---- Source data
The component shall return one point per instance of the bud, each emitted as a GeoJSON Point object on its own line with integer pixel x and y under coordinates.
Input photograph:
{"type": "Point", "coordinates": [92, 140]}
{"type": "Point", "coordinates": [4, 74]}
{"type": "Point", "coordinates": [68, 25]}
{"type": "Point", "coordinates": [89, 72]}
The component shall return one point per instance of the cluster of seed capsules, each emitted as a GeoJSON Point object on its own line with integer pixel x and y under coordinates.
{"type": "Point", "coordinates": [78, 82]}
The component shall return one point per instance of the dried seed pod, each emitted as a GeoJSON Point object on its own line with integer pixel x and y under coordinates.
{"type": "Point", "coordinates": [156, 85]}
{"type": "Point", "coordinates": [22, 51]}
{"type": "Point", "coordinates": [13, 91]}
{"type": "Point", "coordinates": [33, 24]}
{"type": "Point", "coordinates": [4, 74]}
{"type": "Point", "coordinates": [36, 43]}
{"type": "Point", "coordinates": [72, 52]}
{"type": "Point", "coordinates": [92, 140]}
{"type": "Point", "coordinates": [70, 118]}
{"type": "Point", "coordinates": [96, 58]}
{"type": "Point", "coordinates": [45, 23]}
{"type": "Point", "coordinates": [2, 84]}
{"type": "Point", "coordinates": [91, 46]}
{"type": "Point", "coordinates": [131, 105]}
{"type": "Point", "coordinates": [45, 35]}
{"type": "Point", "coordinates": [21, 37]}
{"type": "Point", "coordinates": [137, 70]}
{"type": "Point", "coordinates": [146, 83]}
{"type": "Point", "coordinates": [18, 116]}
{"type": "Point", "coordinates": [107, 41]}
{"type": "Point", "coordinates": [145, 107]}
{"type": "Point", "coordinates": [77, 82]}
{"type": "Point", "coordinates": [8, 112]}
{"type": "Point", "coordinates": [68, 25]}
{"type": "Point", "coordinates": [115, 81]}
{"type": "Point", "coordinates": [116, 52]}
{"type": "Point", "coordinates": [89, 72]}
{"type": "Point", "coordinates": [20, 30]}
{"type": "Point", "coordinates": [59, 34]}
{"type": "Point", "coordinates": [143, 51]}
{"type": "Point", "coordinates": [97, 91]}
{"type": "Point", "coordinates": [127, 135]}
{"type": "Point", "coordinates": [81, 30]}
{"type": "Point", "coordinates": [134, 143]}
--------
- [Task goal] Produce an exact copy of the entries above.

- [Response]
The component shall return one point per instance of the bud, each emitted as a GeoJSON Point object on its own line with integer pixel x and y under coordinates.
Input photograph:
{"type": "Point", "coordinates": [92, 140]}
{"type": "Point", "coordinates": [4, 74]}
{"type": "Point", "coordinates": [68, 25]}
{"type": "Point", "coordinates": [89, 72]}
The component shall return one point per instance of the cluster of seed capsules, each emitted as a GeoJSON Point object on its own line with integer pixel x and y under coordinates.
{"type": "Point", "coordinates": [78, 82]}
The component shall return one point per instance of the dried seed pod, each emitted as a GeoJSON Point object on its own line with integer pixel x and y under coordinates.
{"type": "Point", "coordinates": [156, 85]}
{"type": "Point", "coordinates": [22, 51]}
{"type": "Point", "coordinates": [13, 91]}
{"type": "Point", "coordinates": [33, 24]}
{"type": "Point", "coordinates": [4, 74]}
{"type": "Point", "coordinates": [36, 43]}
{"type": "Point", "coordinates": [72, 52]}
{"type": "Point", "coordinates": [92, 140]}
{"type": "Point", "coordinates": [70, 118]}
{"type": "Point", "coordinates": [96, 58]}
{"type": "Point", "coordinates": [45, 23]}
{"type": "Point", "coordinates": [2, 84]}
{"type": "Point", "coordinates": [91, 46]}
{"type": "Point", "coordinates": [131, 105]}
{"type": "Point", "coordinates": [45, 35]}
{"type": "Point", "coordinates": [21, 37]}
{"type": "Point", "coordinates": [137, 70]}
{"type": "Point", "coordinates": [146, 83]}
{"type": "Point", "coordinates": [18, 116]}
{"type": "Point", "coordinates": [107, 41]}
{"type": "Point", "coordinates": [145, 107]}
{"type": "Point", "coordinates": [77, 82]}
{"type": "Point", "coordinates": [8, 112]}
{"type": "Point", "coordinates": [68, 25]}
{"type": "Point", "coordinates": [115, 81]}
{"type": "Point", "coordinates": [116, 52]}
{"type": "Point", "coordinates": [89, 72]}
{"type": "Point", "coordinates": [20, 30]}
{"type": "Point", "coordinates": [59, 34]}
{"type": "Point", "coordinates": [143, 51]}
{"type": "Point", "coordinates": [97, 91]}
{"type": "Point", "coordinates": [127, 135]}
{"type": "Point", "coordinates": [81, 30]}
{"type": "Point", "coordinates": [134, 143]}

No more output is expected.